(Saved entries)
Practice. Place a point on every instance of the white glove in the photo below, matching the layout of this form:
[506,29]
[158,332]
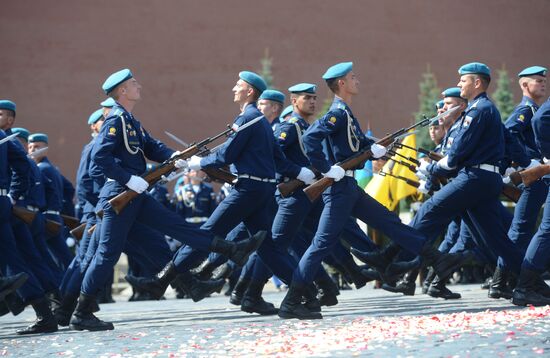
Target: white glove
[421,175]
[423,167]
[444,163]
[336,172]
[181,164]
[422,187]
[306,175]
[534,163]
[194,163]
[137,184]
[12,200]
[377,150]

• **REQUIRED WORK**
When you copy the data, keep every line exact and leave out each picture.

• **TASK SOLUTION**
Practice. Place a point on every instance of the white glove in the photo below, matching the layout of this form:
[506,29]
[158,332]
Target: white glove
[421,175]
[423,167]
[444,163]
[336,172]
[181,164]
[422,187]
[306,175]
[534,163]
[194,163]
[137,184]
[12,200]
[377,150]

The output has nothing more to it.